■ **Отрывок для чтения**
Если бы Чернышевский последовательно развил высказанную здесь мысль, то ему пришлось бы совершенно отказаться от идеалистического взгляда, выраженного им в знакомой уже нам статье о причинах падения Рима. Но в том-то и дело, что подобные мысли высказываются у него лишь мимоходом и не получают дальнейшего развития. Высказывая их, он вовсе не видит надобности отказаться от исторического идеализма, и это происходит не от пристрастия к идеализму как философской теории. К этой теории Чернышевский вообще относится крайне отрицательно. Высказывая идеалистический взгляд на ход исторического развития, он продолжает считать себя последовательным материалистом. Он ошибается. Но его ошибка коренится в одном из главных недостатков материалистической системы Фейербаха. Маркс очень хорошо заметил: "Фейербах хочет иметь дело с конкретными объектами, действительно отличными от субъектов, существующих лишь в наших мыслях. Но он не доходит до взгляда на человеческую деятельность, как на предметную деятельность. Вот почему, в "Сущности христианства", он рассматривает, как истинно человеческую деятельность, только деятельность теоретическую…" [284]. Подобно своему учителю, Чернышевский тоже сосредоточивает свое внимание почти исключительно на "теоретической" деятельности человечества, вследствие чего умственное развитие и становится в его глазах самой глубокой причиной исторического движения. Читая его рассуждения о вреде насилия, можно подумать подчас, что он просто хочет дать несколько хороших советов человечеству И он, конечно, не прочь от того, чтобы дать хороший совет. Но то, что говорится им о насилии, имеет для него также и большое теоретическое значение. Он видит в насилии фактор, искажающий человеческую природу. А мы уже знаем, что человеческая природа была для него главной инстанцией, к которой он апеллировал в своем объяснении истории.

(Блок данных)
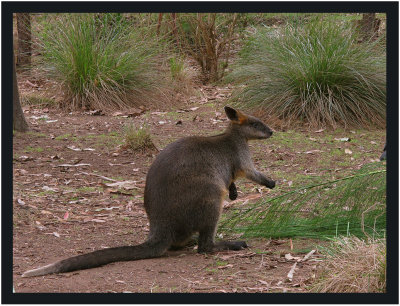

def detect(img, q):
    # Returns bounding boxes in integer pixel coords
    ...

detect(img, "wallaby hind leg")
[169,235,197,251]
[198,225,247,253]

■ **Указания и требования**
Можете ли вы слово в слово повторить весь приведенный выше отрывок о Чернышевском?

■ **Письменный ответ**
Если бы Чернышевский последовательно развил высказанную здесь мысль, то ему пришлось бы совершенно отказаться от идеалистического взгляда, выраженного им в знакомой уже нам статье о причинах падения Рима. Но в том-то и дело, что подобные мысли высказываются у него лишь мимоходом и не получают дальнейшего развития. Высказывая их, он вовсе не видит надобности отказаться от исторического идеализма, и это происходит не от пристрастия к идеализму как философской теории. К этой теории Чернышевский вообще относится крайне отрицательно. Высказывая идеалистический взгляд на ход исторического развития, он продолжает считать себя последовательным материалистом. Он ошибается. Но его ошибка коренится в одном из главных недостатков материалистической системы Фейербаха. Маркс очень хорошо заметил: "Фейербах хочет иметь дело с конкретными объектами, действительно отличными от субъектов, существующих лишь в наших мыслях. Но он не доходит до взгляда на человеческую деятельность, как на предметную деятельность. Вот почему, в "Сущности христианства", он рассматривает, как истинно человеческую деятельность, только деятельность теоретическую…" [284]. Подобно своему учителю, Чернышевский тоже сосредоточивает свое внимание почти исключительно на "теоретической" деятельности человечества, вследствие чего умственное развитие и становится в его глазах самой глубокой причиной исторического движения. Читая его рассуждения о вреде насилия, можно подумать подчас, что он просто хочет дать несколько хороших советов человечеству И он, конечно, не прочь от того, чтобы дать хороший совет. Но то, что говорится им о насилии, имеет для него также и большое теоретическое значение. Он видит в насилии фактор, искажающий человеческую природу. А мы уже знаем, что человеческая природа была для него главной инстанцией, к которой он апеллировал в своем объяснении истории.